Dataset excerpts on object pointing
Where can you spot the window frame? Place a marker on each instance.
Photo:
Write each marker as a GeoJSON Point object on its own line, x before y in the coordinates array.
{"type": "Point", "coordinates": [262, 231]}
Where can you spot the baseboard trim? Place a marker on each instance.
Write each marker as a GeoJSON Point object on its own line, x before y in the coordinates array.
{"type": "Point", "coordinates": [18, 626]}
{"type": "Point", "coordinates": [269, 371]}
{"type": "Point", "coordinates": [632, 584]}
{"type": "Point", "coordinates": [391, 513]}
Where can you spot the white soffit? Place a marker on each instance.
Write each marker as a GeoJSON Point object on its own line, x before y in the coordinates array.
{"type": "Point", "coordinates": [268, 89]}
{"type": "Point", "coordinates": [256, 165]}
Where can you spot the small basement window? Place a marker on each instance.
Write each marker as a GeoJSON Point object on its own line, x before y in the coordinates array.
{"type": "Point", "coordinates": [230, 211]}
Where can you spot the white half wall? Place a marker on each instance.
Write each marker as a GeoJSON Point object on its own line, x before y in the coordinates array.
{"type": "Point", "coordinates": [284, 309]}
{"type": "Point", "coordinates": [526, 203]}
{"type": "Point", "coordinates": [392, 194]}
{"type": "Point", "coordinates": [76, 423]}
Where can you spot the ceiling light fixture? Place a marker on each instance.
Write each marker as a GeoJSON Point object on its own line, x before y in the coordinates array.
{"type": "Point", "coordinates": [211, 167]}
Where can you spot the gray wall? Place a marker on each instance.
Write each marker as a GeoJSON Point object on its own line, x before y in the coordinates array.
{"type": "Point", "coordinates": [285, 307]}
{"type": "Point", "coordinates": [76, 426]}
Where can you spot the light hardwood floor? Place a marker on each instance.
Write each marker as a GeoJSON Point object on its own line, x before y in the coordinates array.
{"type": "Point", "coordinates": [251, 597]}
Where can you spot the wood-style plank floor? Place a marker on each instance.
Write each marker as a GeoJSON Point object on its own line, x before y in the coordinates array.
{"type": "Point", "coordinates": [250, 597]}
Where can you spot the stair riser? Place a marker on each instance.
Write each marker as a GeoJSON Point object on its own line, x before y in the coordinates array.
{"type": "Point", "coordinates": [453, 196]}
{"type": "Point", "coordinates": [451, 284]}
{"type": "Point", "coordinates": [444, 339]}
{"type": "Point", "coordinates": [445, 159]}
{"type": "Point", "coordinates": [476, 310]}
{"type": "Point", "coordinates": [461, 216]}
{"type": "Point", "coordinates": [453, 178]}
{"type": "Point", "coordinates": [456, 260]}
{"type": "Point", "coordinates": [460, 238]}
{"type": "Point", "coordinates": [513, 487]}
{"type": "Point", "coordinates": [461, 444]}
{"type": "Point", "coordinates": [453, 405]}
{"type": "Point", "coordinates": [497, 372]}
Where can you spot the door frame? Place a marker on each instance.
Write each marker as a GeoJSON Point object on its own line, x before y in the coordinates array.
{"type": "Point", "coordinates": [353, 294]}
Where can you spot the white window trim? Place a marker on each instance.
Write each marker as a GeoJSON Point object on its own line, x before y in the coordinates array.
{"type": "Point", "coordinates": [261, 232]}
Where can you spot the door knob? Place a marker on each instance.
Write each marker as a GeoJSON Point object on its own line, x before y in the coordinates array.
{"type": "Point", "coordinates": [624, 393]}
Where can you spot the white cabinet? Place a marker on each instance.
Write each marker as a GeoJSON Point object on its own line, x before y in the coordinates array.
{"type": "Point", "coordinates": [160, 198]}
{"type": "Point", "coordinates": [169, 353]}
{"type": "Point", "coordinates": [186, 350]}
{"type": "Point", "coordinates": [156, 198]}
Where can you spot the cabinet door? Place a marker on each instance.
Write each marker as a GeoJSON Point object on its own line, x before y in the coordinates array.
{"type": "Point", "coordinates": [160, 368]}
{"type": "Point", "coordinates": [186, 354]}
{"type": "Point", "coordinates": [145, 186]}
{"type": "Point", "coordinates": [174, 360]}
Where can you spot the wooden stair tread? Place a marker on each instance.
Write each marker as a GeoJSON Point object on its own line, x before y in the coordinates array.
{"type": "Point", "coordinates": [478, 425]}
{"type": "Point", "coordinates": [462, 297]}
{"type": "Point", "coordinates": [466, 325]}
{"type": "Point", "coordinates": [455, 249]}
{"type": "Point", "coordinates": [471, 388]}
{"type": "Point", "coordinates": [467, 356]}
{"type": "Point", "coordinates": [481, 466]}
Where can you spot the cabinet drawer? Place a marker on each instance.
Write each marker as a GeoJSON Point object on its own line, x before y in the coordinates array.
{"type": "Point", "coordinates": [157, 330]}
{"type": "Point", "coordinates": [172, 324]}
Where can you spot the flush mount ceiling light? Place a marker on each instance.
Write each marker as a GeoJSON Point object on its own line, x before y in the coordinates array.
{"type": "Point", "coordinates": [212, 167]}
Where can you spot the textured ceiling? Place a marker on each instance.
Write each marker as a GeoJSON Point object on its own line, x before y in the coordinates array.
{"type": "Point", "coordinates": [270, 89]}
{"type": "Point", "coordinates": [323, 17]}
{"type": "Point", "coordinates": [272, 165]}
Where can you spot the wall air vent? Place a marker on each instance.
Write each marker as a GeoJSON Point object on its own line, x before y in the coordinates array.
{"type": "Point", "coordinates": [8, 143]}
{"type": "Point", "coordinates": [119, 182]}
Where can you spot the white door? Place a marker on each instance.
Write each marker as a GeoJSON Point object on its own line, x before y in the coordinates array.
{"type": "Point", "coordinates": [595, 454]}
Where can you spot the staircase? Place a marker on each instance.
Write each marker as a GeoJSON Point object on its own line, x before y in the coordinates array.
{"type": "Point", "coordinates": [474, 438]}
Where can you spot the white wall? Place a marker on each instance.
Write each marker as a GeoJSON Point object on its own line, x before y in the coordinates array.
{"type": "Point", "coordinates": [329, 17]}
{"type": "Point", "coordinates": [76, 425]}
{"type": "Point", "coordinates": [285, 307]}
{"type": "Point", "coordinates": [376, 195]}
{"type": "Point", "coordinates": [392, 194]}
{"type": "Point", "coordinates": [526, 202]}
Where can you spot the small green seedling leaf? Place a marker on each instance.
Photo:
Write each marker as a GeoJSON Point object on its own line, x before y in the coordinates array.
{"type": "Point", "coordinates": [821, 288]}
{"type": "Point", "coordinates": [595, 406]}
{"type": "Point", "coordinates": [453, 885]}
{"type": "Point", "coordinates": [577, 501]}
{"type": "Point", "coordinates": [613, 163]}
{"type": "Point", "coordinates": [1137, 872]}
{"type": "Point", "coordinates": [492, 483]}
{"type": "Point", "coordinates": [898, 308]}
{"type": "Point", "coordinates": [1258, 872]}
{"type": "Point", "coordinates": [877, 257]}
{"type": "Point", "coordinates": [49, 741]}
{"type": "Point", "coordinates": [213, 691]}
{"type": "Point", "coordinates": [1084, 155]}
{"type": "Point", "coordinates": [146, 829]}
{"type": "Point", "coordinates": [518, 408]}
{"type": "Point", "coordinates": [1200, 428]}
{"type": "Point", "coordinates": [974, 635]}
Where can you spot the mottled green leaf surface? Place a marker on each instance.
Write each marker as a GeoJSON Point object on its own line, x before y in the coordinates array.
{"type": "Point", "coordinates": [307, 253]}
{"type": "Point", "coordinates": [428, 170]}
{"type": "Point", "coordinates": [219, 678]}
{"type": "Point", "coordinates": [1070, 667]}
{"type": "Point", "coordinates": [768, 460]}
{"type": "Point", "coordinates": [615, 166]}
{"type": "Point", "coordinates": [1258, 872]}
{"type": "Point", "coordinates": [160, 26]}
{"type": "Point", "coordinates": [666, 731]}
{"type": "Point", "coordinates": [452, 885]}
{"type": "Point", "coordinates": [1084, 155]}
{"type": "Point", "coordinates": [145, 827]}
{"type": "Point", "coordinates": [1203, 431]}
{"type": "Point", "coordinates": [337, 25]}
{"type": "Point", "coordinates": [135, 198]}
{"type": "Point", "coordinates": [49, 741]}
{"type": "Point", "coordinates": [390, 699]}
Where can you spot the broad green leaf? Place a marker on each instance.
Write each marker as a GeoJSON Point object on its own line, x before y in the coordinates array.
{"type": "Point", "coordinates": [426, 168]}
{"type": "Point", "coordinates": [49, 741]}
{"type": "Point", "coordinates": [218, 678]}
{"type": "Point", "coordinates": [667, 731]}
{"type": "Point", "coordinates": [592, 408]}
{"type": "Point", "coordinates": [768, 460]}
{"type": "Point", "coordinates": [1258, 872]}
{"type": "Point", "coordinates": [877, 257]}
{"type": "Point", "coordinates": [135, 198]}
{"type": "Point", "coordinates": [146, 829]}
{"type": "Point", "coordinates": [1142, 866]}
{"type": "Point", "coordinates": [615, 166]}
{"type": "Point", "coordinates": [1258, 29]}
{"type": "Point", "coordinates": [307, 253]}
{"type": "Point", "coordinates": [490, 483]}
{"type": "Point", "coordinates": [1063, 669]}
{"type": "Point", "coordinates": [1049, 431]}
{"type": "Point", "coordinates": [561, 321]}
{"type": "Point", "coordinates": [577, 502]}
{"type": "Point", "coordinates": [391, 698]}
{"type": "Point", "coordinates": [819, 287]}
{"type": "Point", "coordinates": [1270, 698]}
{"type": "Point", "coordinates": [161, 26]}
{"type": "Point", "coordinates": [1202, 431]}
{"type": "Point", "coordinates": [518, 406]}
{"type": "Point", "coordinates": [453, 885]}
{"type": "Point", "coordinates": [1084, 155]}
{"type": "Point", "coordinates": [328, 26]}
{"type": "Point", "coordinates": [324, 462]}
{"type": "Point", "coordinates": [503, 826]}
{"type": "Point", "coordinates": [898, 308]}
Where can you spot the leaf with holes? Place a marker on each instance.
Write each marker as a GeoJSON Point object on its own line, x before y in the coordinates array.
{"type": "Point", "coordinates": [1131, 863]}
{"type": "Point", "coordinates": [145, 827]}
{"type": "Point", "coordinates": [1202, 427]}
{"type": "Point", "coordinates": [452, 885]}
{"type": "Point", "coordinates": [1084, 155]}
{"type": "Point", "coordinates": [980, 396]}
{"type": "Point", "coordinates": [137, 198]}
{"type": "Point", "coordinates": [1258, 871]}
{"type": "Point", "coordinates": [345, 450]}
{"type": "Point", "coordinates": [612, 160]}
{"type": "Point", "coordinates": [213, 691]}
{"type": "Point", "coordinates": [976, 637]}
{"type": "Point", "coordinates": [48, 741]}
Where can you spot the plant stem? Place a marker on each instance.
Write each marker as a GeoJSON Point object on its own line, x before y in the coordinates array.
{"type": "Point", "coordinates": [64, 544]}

What the task asks.
Set out exactly the run of lines that begins at the line holding "Where can you spot the leaf" and ends at the last line of the data.

Result.
Where can you spot the leaf with holes? Place a marker on each instance.
Write each marker as a GeoJSON Point object on its own line, x before y in the coordinates array.
{"type": "Point", "coordinates": [1131, 863]}
{"type": "Point", "coordinates": [145, 827]}
{"type": "Point", "coordinates": [1202, 427]}
{"type": "Point", "coordinates": [452, 885]}
{"type": "Point", "coordinates": [1084, 155]}
{"type": "Point", "coordinates": [980, 396]}
{"type": "Point", "coordinates": [137, 198]}
{"type": "Point", "coordinates": [1258, 871]}
{"type": "Point", "coordinates": [345, 450]}
{"type": "Point", "coordinates": [612, 160]}
{"type": "Point", "coordinates": [213, 691]}
{"type": "Point", "coordinates": [976, 637]}
{"type": "Point", "coordinates": [48, 741]}
Where can you spot the plant stem? Place a marker on each instance.
Write each marker as a GeoJSON Point object on its own line, x before y in the coordinates array.
{"type": "Point", "coordinates": [64, 544]}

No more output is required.